Those lines of the records that contain "item" are to be located and copied.

----- SOURCE RECORDS -----

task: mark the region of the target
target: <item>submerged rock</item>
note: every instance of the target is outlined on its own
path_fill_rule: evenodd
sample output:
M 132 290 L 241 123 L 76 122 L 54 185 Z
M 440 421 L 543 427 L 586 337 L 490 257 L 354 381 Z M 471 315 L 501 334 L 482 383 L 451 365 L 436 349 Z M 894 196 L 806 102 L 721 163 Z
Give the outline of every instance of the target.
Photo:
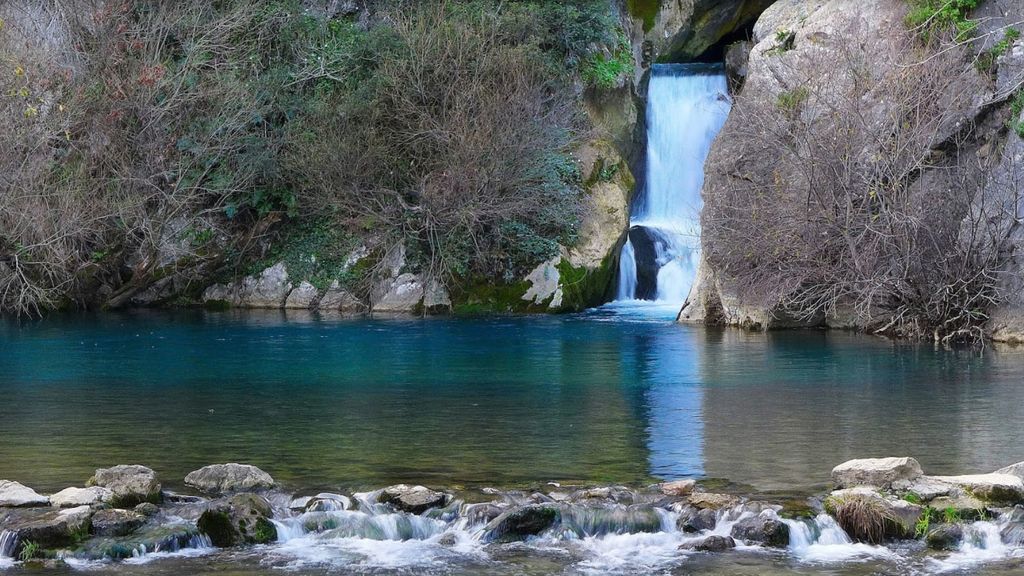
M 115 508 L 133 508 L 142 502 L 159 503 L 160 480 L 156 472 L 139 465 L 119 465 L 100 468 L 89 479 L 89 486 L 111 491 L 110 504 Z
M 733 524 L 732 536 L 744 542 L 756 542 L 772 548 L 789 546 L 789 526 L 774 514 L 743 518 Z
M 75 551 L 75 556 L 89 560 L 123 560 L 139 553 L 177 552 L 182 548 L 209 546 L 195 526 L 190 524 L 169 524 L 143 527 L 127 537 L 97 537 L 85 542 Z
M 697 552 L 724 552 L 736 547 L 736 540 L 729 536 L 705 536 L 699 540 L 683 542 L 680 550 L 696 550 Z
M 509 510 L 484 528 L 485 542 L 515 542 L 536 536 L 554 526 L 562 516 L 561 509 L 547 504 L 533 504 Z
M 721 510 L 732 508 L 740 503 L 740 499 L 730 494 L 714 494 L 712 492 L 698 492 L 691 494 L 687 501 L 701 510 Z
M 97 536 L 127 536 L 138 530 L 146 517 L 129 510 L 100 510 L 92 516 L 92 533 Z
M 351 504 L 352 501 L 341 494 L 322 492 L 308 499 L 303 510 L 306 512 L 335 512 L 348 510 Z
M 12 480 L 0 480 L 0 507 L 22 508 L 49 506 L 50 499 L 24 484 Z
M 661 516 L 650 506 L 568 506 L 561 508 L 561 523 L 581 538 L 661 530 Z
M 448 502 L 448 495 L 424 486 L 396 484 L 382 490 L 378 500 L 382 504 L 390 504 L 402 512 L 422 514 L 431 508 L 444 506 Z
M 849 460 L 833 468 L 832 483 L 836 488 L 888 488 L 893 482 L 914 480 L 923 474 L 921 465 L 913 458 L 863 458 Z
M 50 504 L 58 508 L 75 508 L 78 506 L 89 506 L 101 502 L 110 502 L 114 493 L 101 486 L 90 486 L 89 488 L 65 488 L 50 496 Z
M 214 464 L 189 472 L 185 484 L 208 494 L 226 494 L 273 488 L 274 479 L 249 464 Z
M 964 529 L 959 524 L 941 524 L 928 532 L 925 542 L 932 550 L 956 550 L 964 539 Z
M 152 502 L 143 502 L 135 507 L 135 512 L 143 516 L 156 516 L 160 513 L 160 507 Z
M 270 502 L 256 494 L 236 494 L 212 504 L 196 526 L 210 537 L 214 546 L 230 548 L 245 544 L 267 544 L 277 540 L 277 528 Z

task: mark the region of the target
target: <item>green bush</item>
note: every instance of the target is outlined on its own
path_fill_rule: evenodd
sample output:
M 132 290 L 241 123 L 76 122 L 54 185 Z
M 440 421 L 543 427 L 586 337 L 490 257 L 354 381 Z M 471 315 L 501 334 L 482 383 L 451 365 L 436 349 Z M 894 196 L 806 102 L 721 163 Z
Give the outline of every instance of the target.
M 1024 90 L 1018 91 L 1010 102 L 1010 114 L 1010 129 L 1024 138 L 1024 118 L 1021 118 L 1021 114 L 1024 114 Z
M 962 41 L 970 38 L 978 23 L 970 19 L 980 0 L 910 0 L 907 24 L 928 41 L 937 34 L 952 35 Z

-----

| RESPONSE BELOW |
target: <item>submerged rock</item>
target: <item>green bush</item>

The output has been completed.